## SHORT TASK
Format the listing below as a numbered list, starting at its beginning and stopping after the line containing "<point>480,301</point>", with blank lines and the picture omitted.

## MATERIAL FOR THIS TASK

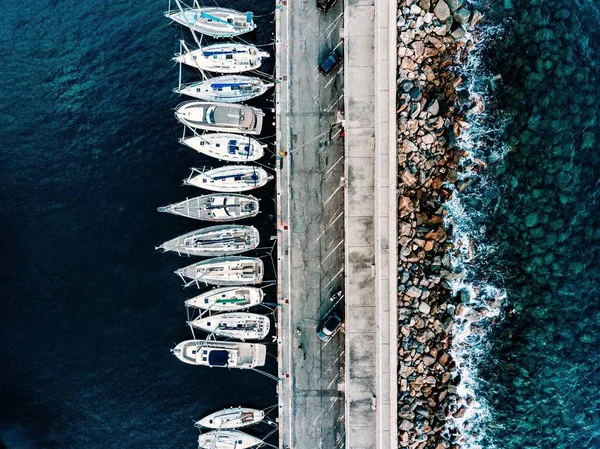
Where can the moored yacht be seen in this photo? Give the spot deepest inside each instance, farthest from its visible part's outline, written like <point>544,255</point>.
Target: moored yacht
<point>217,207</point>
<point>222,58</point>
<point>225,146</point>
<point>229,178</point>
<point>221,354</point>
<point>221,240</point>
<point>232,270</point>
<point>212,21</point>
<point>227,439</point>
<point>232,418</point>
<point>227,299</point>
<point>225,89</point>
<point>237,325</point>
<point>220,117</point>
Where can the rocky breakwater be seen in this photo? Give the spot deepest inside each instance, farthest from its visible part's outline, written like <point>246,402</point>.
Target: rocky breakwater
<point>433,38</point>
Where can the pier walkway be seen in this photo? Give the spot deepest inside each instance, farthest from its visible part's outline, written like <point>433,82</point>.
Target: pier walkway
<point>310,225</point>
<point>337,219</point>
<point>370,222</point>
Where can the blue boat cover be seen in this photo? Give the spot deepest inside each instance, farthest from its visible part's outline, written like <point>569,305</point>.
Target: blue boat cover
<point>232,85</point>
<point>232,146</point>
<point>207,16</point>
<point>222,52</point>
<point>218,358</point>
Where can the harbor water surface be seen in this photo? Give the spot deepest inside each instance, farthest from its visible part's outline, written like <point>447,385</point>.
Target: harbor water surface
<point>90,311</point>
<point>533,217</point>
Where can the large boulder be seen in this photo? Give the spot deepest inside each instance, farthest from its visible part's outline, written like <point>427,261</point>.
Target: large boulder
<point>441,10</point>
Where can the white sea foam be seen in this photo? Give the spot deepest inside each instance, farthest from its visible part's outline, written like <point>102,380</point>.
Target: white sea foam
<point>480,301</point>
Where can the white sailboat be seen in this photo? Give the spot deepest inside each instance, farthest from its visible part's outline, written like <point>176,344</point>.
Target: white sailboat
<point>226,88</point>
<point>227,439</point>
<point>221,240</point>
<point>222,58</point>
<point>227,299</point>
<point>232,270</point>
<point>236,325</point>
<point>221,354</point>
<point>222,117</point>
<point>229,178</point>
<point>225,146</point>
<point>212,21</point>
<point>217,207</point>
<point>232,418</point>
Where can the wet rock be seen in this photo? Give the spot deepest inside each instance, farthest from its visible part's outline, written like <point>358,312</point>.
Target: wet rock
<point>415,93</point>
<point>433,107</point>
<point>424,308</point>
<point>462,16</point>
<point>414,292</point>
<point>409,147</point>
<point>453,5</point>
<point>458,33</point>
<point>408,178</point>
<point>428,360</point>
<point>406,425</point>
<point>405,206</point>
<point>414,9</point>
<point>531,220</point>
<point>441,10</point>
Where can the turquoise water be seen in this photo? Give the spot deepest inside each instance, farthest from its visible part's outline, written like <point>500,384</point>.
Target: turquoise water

## ANSWER IN FULL
1. Where can the moored yacht be seen in this photo? Give the spot deepest inside each instance, farthest from its visible part's outline, written like <point>544,255</point>.
2. Target: moored yacht
3. <point>217,207</point>
4. <point>222,58</point>
5. <point>225,146</point>
6. <point>229,178</point>
7. <point>221,354</point>
8. <point>221,240</point>
9. <point>232,270</point>
10. <point>212,21</point>
11. <point>227,439</point>
12. <point>232,418</point>
13. <point>227,299</point>
14. <point>225,89</point>
15. <point>237,325</point>
16. <point>220,117</point>
17. Where can the rocky breakwater be seen in this photo? Give the spot deepest inside each instance, farthest from its visible part's outline, written like <point>246,402</point>.
18. Target: rocky breakwater
19. <point>433,38</point>
20. Where can the pier walkway be seen in this photo? Give the spot deepest inside each instance, farthest from its visible part's outline, written like <point>433,82</point>.
21. Target: pier walkway
22. <point>310,225</point>
23. <point>337,219</point>
24. <point>370,222</point>
25. Where can the blue boat cover be seen in this photo? Give the spot deepest inside each instance, farthest from its visible part's outline, written like <point>569,305</point>.
26. Target: blue boat cover
27. <point>232,85</point>
28. <point>232,146</point>
29. <point>207,16</point>
30. <point>222,52</point>
31. <point>218,358</point>
32. Where can the harbor water surface be seen in this photo? Give the spot deepest inside each instance, farthest from its visible part's outline, written like <point>447,385</point>.
33. Target: harbor water surface
34. <point>90,311</point>
35. <point>533,217</point>
36. Where can the large boulder be seen in this photo? Give the spot deepest inside each instance, farthest from its visible part's outline, written like <point>427,261</point>.
37. Target: large boulder
38. <point>441,10</point>
39. Where can the white sea foam be seen in this photo? Give the spot deepest inside each instance, farthest from its visible part's outline, written like <point>102,380</point>.
40. Target: white sea foam
41. <point>480,301</point>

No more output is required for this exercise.